**Exercices**
1. Dans le texte sur Parménide, dans quel ouvrage Platon a-t-il établi plus nettement la différence entre les êtres sensibles et les substances exclusivement intelligibles ?
2. Rédigez la suite du texte sur Parménide en reprenant après sa dernière phrase.

**Texte de la page**
....

Par l’une notre esprit connaît la vérité,

parce qu’il s’attache à ce qui est intellectuel et par conséquent immuable ;

La seconde aime mieux suivre l’opinion,
Guide infidèle et faux,

qui ne se plaît que dans les changements de toute sorte, dans les passions du moment, et dans tout ce qui est susceptible de variation. Or comment Parménide aurait-il laissé subsister et le sentiment et l’opinion, quand il ne maintenait rien qui fût du ressort du sentiment et de l’opinion ? C’est ce qu’il serait impossible d’admettre. Mais comme à ce qui existe véritablement il convient de persister dans son être, tandis que les autres substances aujourd’hui existent et demain n’existent pas, se déplaçant toujours et changeant de nature, Parménide pensa que ces dernières avaient besoin d’être désignées par une autre appellation que ce qui existe de toute éternité. Ainsi donc, dire de ce qui est, qu’ « il est un », ce n’était pas supprimer la pluralité des êtres et les êtres sensibles, c’était montrer en quoi ils diffèrent des substances exclusivement intelligibles : différence que Platon a plus nettement encore établie dans son Traité des idées, donnant ainsi lui-même prise aux attaques de Colotès.

....

**Données affichées**
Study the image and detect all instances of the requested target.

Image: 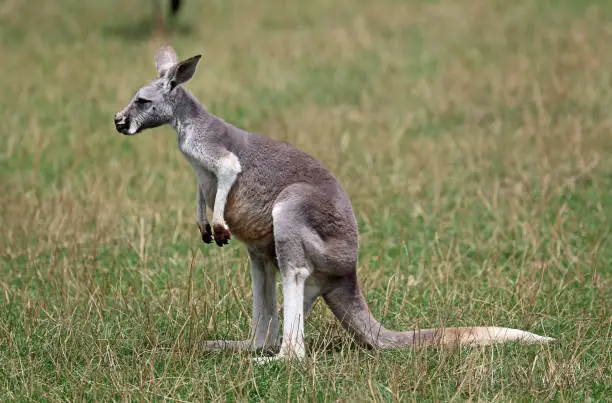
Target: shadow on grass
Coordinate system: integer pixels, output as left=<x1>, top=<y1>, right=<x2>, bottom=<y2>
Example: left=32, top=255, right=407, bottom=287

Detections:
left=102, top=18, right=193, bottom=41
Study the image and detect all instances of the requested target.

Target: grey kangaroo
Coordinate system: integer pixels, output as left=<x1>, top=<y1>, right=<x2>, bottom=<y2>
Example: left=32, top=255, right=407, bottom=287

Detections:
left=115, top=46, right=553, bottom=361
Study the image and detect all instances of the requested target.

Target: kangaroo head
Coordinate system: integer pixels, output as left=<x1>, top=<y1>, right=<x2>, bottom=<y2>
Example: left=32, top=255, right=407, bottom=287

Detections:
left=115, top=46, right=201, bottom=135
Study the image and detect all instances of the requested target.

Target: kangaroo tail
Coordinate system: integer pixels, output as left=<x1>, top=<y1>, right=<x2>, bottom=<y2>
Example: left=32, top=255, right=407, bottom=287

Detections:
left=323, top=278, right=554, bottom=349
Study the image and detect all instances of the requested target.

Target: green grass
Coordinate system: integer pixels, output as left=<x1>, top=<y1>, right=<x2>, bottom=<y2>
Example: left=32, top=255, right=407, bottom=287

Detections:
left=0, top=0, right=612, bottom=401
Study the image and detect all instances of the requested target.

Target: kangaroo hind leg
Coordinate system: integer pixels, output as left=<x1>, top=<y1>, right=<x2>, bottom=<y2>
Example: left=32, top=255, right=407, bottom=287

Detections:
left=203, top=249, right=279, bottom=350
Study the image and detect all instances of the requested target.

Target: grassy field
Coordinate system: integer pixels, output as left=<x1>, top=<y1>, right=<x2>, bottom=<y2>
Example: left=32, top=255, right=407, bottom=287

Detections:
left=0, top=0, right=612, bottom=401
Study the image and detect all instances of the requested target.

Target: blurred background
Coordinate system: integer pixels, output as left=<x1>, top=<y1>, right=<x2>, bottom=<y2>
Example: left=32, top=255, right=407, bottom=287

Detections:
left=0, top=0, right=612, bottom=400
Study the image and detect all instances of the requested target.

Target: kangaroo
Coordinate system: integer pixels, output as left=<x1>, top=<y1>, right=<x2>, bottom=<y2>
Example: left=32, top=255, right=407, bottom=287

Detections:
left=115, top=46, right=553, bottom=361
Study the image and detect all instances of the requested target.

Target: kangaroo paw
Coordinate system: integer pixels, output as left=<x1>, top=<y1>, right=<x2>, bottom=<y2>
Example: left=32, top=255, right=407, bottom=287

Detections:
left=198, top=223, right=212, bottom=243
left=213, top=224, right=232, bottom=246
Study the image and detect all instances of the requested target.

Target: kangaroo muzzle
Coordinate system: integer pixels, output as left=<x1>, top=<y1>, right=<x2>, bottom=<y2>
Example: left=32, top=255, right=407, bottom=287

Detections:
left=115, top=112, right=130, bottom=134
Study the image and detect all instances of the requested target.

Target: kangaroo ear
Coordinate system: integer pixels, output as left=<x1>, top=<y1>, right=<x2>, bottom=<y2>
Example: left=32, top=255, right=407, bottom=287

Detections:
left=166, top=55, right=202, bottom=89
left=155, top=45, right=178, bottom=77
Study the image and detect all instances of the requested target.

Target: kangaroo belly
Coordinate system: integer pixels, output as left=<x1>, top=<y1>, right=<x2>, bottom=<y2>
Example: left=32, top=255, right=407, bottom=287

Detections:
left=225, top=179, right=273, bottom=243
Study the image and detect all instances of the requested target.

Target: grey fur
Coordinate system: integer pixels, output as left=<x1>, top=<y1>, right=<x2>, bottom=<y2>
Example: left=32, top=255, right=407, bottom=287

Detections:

....

**Corrigé de l'exercice**
1. Dans son Traité des idées.

2.
14. Aussi pensé-je devoir recueillir de suite ce que ce dernier dit contre Platon. Et d’abord examinons l’exactitude et la science profonde du philosophe[1]. Il dit que cette doctrine de Platon a été suivie par Aristote, Xénocrate, Théophraste et par tous les Péripatéticiens. Dans quelle contrée sauvage et non habitée vous trouviez-vous donc, quand vous avez écrit votre livre, pour que, en réunissant ces chefs d’accusation, vous n’ayez pas connu les traités de ces grands

  1. De Colotès.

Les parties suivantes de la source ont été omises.